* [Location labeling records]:
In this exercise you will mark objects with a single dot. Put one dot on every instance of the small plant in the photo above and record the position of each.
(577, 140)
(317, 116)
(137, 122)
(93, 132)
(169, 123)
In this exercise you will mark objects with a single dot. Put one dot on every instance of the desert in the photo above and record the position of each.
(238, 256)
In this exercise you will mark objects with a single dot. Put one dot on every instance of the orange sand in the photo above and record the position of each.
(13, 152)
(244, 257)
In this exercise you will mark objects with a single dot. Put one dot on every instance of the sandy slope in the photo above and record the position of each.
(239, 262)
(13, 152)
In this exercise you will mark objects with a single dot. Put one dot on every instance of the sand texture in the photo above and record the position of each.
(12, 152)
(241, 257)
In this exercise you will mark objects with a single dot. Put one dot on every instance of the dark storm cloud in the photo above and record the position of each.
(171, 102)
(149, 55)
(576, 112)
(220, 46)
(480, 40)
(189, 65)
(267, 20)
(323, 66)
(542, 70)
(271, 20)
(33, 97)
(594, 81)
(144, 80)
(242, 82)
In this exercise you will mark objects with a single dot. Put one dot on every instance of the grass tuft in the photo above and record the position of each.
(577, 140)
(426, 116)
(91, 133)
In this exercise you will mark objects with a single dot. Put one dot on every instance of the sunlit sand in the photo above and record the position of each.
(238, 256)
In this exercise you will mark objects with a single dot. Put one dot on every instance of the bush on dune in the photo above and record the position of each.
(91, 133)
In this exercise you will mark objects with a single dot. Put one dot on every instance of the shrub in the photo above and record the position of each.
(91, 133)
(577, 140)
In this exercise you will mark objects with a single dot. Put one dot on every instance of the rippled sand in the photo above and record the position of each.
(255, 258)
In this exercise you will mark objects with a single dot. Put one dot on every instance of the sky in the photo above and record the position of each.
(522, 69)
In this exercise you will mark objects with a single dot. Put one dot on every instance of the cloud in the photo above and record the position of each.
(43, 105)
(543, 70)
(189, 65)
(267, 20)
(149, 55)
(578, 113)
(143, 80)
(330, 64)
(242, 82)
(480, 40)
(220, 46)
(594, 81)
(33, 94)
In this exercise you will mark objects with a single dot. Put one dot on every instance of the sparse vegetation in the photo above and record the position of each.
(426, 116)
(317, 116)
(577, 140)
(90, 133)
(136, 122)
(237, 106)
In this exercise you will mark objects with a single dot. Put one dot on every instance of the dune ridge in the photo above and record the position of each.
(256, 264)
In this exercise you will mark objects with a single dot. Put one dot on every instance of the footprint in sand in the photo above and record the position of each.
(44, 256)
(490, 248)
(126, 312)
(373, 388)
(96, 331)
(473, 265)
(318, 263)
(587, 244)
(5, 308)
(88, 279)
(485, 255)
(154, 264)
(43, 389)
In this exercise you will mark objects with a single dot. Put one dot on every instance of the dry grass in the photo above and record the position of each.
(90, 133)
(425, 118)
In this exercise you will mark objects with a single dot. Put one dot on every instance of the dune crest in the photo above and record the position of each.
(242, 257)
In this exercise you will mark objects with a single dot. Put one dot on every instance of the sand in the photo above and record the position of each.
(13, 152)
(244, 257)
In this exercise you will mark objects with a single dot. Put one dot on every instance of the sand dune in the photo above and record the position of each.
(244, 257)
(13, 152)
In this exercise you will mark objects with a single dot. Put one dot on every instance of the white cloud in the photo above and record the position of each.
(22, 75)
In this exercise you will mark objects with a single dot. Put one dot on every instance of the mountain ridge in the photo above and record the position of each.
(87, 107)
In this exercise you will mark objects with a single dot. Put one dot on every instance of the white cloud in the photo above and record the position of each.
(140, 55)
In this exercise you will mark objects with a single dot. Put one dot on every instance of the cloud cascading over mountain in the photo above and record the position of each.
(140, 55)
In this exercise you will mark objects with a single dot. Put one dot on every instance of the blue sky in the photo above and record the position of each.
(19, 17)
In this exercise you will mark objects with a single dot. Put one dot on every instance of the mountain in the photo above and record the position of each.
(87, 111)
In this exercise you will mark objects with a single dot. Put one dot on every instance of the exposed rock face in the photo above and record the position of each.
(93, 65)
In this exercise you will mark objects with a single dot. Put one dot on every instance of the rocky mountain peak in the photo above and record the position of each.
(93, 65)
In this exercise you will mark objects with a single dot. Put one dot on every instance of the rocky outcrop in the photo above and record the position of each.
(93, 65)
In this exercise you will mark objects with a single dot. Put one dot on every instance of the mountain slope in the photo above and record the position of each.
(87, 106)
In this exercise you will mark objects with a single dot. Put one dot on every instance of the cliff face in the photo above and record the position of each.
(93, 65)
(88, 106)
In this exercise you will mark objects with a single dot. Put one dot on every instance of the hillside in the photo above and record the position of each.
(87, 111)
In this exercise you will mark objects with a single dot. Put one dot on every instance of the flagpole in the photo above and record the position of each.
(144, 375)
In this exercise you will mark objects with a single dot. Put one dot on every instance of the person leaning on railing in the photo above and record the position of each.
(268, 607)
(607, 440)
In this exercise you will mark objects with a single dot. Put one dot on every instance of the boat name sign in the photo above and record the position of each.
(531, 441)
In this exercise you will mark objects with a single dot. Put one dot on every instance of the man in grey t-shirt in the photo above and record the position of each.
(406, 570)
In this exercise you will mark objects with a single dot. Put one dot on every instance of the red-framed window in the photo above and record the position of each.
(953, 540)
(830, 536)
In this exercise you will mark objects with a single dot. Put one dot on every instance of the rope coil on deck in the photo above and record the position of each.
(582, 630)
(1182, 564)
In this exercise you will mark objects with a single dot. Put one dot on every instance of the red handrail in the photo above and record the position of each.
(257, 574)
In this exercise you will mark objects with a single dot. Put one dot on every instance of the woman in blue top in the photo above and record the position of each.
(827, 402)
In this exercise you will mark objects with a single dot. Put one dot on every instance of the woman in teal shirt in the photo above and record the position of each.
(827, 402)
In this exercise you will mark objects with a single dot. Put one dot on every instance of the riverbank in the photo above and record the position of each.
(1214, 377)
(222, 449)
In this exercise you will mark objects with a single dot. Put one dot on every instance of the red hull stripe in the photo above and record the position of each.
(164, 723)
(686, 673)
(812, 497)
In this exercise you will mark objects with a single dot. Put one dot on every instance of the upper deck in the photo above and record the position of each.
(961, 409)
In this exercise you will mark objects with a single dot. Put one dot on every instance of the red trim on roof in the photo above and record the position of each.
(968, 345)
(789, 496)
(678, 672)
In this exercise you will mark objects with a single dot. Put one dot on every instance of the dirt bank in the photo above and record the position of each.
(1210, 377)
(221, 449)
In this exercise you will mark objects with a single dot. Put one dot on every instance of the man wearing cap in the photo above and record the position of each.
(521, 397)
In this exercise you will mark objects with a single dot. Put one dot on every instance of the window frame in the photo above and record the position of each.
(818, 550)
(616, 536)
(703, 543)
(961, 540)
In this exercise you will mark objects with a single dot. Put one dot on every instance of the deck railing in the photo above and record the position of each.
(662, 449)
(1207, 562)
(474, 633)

* [SHORT EXERCISE]: Every entry in the listing must be retyped exactly.

* [THE ANSWER]:
In this exercise you will mark objects with a single dot. Put one dot on every instance of the small plant in the photo above and record the position of each.
(577, 140)
(317, 116)
(137, 122)
(93, 132)
(169, 123)
In this exercise you will mark objects with a single dot. Put one dot on every instance of the desert in the photo above and record the position of each.
(238, 256)
In this exercise you will mark objects with a single dot. Put one dot on every instance of the orange sand in the photo above and record the position of each.
(13, 152)
(244, 257)
In this exercise you will mark objects with a single dot. Put one dot on every instance of the sandy slope in the photo above and record the position of each.
(239, 262)
(13, 152)
In this exercise you will mark objects with a single dot. Put one dot on every instance of the sand texture in the photo above and record the position of each.
(12, 152)
(241, 257)
In this exercise you will mark objects with a single dot. Put one dot on every instance of the dark storm cloud in the photo above and record the position of each.
(171, 102)
(149, 55)
(576, 112)
(220, 46)
(480, 40)
(189, 65)
(267, 20)
(323, 66)
(542, 70)
(271, 20)
(33, 97)
(594, 81)
(144, 80)
(242, 82)
In this exercise you will mark objects with a single dot. Put one dot on every instance of the grass tuft in the photo above and record the position of each.
(577, 140)
(426, 116)
(91, 133)
In this exercise you will mark objects with a single dot. Put one dot on every instance of the sunlit sand in the photo above and record the position of each.
(238, 256)
In this exercise you will mark objects with a single dot. Put one dot on every instance of the bush on dune in the photo above and record the position of each.
(91, 133)
In this exercise you will mark objects with a single dot. Put one dot on every instance of the shrub in the photo above and record the position of each.
(91, 133)
(577, 140)
In this exercise you will mark objects with a single dot. Put one dot on every instance of the rippled sand in the photo above and record the position of each.
(255, 258)
In this exercise you will mark objects with a single dot. Put one dot on every instance of the sky in the photo above and record the position of each.
(522, 69)
In this exercise you will mark objects with a single dot. Put one dot on every instance of the cloud in the photo above and record the position of each.
(43, 105)
(543, 70)
(189, 65)
(267, 20)
(149, 55)
(578, 113)
(143, 80)
(330, 64)
(242, 82)
(480, 40)
(220, 46)
(594, 81)
(33, 94)
In this exercise you will mark objects with a single dot. Put one dot on every instance of the sparse vegetation in the photo above and record the position of each.
(426, 116)
(317, 116)
(577, 140)
(90, 133)
(136, 122)
(237, 106)
In this exercise you will mark objects with a single dot. Put one dot on every instance of the dune ridge in the photo above and record the position of each.
(256, 264)
In this exercise you will mark objects with a single dot. Put one dot on every instance of the footprint in sand in the photo above and record the position of each.
(44, 256)
(490, 248)
(126, 312)
(373, 388)
(96, 331)
(473, 265)
(318, 263)
(587, 244)
(5, 308)
(88, 279)
(485, 255)
(154, 264)
(43, 389)
In this exercise you will mark objects with a single dot. Put one dot on every instance of the dry grass in the photo above and record the position of each.
(90, 133)
(425, 118)
In this exercise you will mark objects with a single dot. Put one dot on every instance of the dune crest in the photo above and record the position of each.
(242, 257)
In this exercise you will mark objects with a single dot. Put one dot on every instance of the sand in the photo above and record the position of each.
(13, 152)
(244, 257)
In this exercise you will mark objects with a single dot. Put one dot on every instance of the sand dune in the photo above and record the position of each.
(244, 257)
(13, 152)
In this exercise you will mark objects with a single dot. Put one dot on every instance of the white cloud in the photo above and record the position of each.
(22, 75)
In this exercise you will mark objects with a single dot. Put one dot on every instance of the mountain ridge in the photo above and record the position of each.
(87, 107)
In this exercise you will mark objects with a single dot. Put one dot on every instance of the white cloud in the photo above and record the position of each.
(140, 55)
In this exercise you will mark objects with a single dot. Put one dot on every instance of the cloud cascading over mountain in the photo above and record the position of each.
(140, 55)
In this exercise you will mark objects with a single dot. Put one dot on every instance of the blue sky in the photo above and record the position of each.
(19, 17)
In this exercise you will mark objects with a single dot. Put one dot on every instance of the mountain in the photo above and record the position of each.
(87, 111)
In this exercise you will mark objects with a single dot. Put one dot on every instance of the exposed rock face in the photo above and record the position of each.
(93, 65)
In this exercise you will mark objects with a single dot. Put one dot on every instance of the rocky mountain peak in the photo above and record the position of each.
(93, 65)
In this exercise you will mark objects with a single dot. Put one dot on every instance of the rocky outcrop in the photo above and record the position of each.
(93, 65)
In this exercise you will mark objects with a single dot. Put one dot on every instance of the mountain slope in the photo above and record the position of each.
(87, 106)
In this exercise you will mark objects with a single dot. Put one dot on every instance of the cliff face in the photo above and record the position of each.
(93, 65)
(88, 106)
In this exercise you will mark objects with a single dot. Put one dot on every instance of the hillside in the photo above and record the position of each.
(87, 111)
In this exercise you will mark objects with a single dot. Put one dot on every instance of the flagpole in the photo above and record the position of each.
(144, 375)
In this exercise you will mark objects with a single dot. Put one dot on every instance of the person leaning on railing in the photo above and record the position of each.
(268, 607)
(607, 440)
In this exercise you will mark objects with a single dot. Put one dot on every instance of the boat name sign in the photo above and record the position of each.
(531, 441)
In this exercise you will mark objects with a single dot. Put one dot on every instance of the man in grey t-shirt in the photo above and record the position of each.
(406, 570)
In this exercise you will mark objects with a single dot. Put one dot on every instance of the red-framed window in the photo above and record the position of each.
(953, 540)
(830, 536)
In this exercise you will mark objects with a single dot. Put one dot on every instance of the rope coil on deck in the photo above and record the position of each.
(582, 630)
(1182, 564)
In this exercise you will mark objects with a single dot. Put one dot on every instance of the red handrail in the photo above and record the position of each.
(257, 574)
In this exercise you will mark objects with a single dot. Put one dot on every instance of the woman in blue top in the photo above and record the position of each.
(827, 402)
In this exercise you will mark objects with a single dot. Put one dot on every instance of the woman in teal shirt in the photo above and record the position of each.
(827, 402)
In this exercise you will mark objects with a single dot. Put one dot on every instance of the riverbank in the photo above and record the position of each.
(1214, 377)
(222, 449)
In this exercise you will mark objects with a single dot. Put one dot on every instance of the red hull stripe in the photo above and record the position of each.
(164, 723)
(686, 673)
(812, 497)
In this exercise you will mark objects with a single dot. Put one dot on every instance of the upper deck in the photo above and record the position of each.
(961, 409)
In this exercise you will mark objects with a single dot. Put one dot on every instance of the red trim on roof in the photo above and record the position of each.
(968, 345)
(789, 496)
(678, 672)
In this exercise you will mark objects with a single dot. Put one dot on every instance of the dirt bank in the photo above and record the position of each.
(1210, 377)
(221, 449)
In this exercise you will mark objects with a single dot. Put one dot on every instance of the man wearing cap in the photo above and record the position of each.
(521, 397)
In this exercise you will mark objects with a single dot. Put one dot on every instance of the window frame in the photo above and record the position of each.
(818, 550)
(616, 536)
(703, 543)
(961, 540)
In this exercise you will mark objects with a single dot. Put one dot on every instance of the deck railing in the photo above and record the position of each.
(662, 449)
(1207, 562)
(474, 633)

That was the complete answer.